• _TASK DATA_:
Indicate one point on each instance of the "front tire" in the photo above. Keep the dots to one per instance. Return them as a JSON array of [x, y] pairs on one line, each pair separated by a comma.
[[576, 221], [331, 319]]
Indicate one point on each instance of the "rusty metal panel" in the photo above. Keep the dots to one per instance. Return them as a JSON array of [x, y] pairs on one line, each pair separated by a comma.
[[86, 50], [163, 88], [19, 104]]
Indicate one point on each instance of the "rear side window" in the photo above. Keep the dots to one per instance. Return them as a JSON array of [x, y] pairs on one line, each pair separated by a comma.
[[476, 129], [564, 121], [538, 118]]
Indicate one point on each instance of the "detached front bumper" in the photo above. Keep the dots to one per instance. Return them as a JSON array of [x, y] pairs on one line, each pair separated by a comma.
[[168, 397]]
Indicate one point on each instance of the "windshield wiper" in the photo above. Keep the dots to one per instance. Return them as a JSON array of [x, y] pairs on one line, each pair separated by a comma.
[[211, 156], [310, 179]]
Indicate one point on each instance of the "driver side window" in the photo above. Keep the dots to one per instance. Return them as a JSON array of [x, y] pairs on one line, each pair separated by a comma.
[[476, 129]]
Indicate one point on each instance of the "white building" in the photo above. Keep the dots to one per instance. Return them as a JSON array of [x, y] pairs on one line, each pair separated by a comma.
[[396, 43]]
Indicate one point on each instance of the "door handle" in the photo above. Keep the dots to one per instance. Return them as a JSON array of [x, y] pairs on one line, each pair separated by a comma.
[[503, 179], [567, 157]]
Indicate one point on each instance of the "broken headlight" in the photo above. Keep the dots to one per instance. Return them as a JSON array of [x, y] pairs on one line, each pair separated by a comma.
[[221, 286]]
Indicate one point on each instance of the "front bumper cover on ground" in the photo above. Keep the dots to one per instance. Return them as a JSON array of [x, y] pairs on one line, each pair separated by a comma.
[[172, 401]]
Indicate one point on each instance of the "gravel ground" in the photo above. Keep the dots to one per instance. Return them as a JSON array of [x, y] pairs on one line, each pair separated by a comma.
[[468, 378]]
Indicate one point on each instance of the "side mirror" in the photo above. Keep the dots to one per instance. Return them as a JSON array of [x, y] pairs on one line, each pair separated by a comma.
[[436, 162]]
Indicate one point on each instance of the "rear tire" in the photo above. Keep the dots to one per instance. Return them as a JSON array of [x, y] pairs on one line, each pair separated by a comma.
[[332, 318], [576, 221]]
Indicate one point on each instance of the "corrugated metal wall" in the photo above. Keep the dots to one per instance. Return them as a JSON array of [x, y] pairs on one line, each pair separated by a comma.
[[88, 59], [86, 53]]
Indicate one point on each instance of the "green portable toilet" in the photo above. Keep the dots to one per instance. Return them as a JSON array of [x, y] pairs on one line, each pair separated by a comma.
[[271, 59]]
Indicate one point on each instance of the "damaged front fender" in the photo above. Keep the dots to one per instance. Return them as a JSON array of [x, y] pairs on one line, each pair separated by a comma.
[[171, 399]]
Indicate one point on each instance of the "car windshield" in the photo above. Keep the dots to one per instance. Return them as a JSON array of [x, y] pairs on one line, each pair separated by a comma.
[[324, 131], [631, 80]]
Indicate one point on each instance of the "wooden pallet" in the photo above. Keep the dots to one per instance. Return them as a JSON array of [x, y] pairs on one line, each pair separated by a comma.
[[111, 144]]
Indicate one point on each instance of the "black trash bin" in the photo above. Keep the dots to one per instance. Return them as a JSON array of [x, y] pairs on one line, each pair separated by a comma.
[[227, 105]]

• _EXERCISE_:
Reproduce all the data word for word.

• _EXPECTED ANSWER_:
Indicate one point on each instance of the "front tire" in the photo above. Keep the dots to one per instance. Return them as a JSON array of [x, y] pairs on one line, each pair separated by a comma.
[[576, 221], [331, 319]]
Indicate one point on each instance of the "rusty metal panel" in the photo above. Keep the dots to one per instance. Return them as a JSON array of [x, y] pairs on one line, each pair separated by a comma.
[[86, 50], [163, 88], [19, 104]]
Indicate one point on each instance of the "rear side window" in the photo above. Keep the dots to one per instance. Return them as a JSON array of [x, y] pairs on one line, each pair separated by a comma.
[[476, 129], [564, 121], [538, 118]]
Indicate one point on each instance of the "detached front bumper" in the photo above. Keep the dots to one per instance. Return them as a JSON array of [x, y] pairs on one line, each pair separated by a comma.
[[168, 397]]
Indicate one point on each instance of the "windshield wiper" in the photo above. Keep the dots to one per instance. Return them as a JSON array of [x, y] pairs on one line, each pair separated by a comma.
[[211, 156], [310, 179]]
Indicate one point on each instance of the "driver side window" in the photo above. Keep the dots to one per instance. Return them as a JSON array of [x, y] pairs on one line, each pair separated by a comma.
[[476, 129]]
Indicate one point on each instance of the "white building" in the photo above. Keep the dots to one per instance. Return them as a JSON array of [x, y] pairs on one line, each pair separated by a comma.
[[396, 43]]
Indicate one point on each instance of the "door handle" in the photo above. Keep the dots to one per instance. Return them as a JSON array of [x, y] pairs on one line, each pair separated by a comma.
[[503, 179], [567, 157]]
Indicate one point on each instance of the "broken headlight" in the photo above. Keep the dots to one per instance. Return them as a JSON array of [x, y] pairs on one line, each pair separated by a comma.
[[221, 286]]
Indicate one point on each instance of the "front bumper cover on ground" in the photo above. Keep the dots to one per instance. Return them as a JSON array of [x, y] pairs on one line, each pair separated by a comma.
[[172, 401]]
Indicate one point on each instance of the "gravel ground" in the photo above. Keep the dots to one per instance. Return them as a JSON array of [x, y] pairs on one line, each pair separated by a comma.
[[468, 378]]
Indicate one point on each instance of the "side mirror" in the photo above. Keep the dots to one per instance. Return them as a JSON array of [x, y] pairs on one line, each pair separated by a comma.
[[436, 162]]
Indicate one point on each instance of the "rear tire" in the photo above. Keep the dots to one per instance. Return them as a JSON array of [x, y] pairs on one line, each pair separated by a comma.
[[332, 318], [576, 221]]
Indicate one point on each instance of the "corrugated metal wall" in the photo above. Keep the dots to one per instance. Return them as a JSON array of [x, y] pairs on one line, each pair separated by a comma.
[[88, 59], [86, 53]]
Indicate one point on each instance of the "green portable toilet" in the photo above. Keep the dots to one per instance. Return them as a JSON array of [x, y] pairs on one line, each pair separated by a comma.
[[271, 59]]
Indicate one point on each instance of the "damaged front fender" in the photo above. Keep the dots to one per instance. Return them as a JSON array of [x, y] pairs on one line, each pair separated by a comma.
[[171, 399]]
Indicate one point on each instance of the "car windshield" in the photo above. Keep the dots to one per instance. Return them as a JSON array of [x, y] pairs on one line, each pair separated by a comma.
[[324, 131], [631, 80]]
Indicate one point on each instance of the "wooden pallet" in the photo above. Keep the dots to one per instance. Return them as a JSON array of [x, y] pairs on one line, each pair separated by a comma.
[[111, 144]]
Indicate one point on each instance of the "black trash bin" in the photo above. Keep the dots to one per instance. Return them as a JSON array of [x, y] pairs on one line, each pair separated by a comma.
[[227, 105]]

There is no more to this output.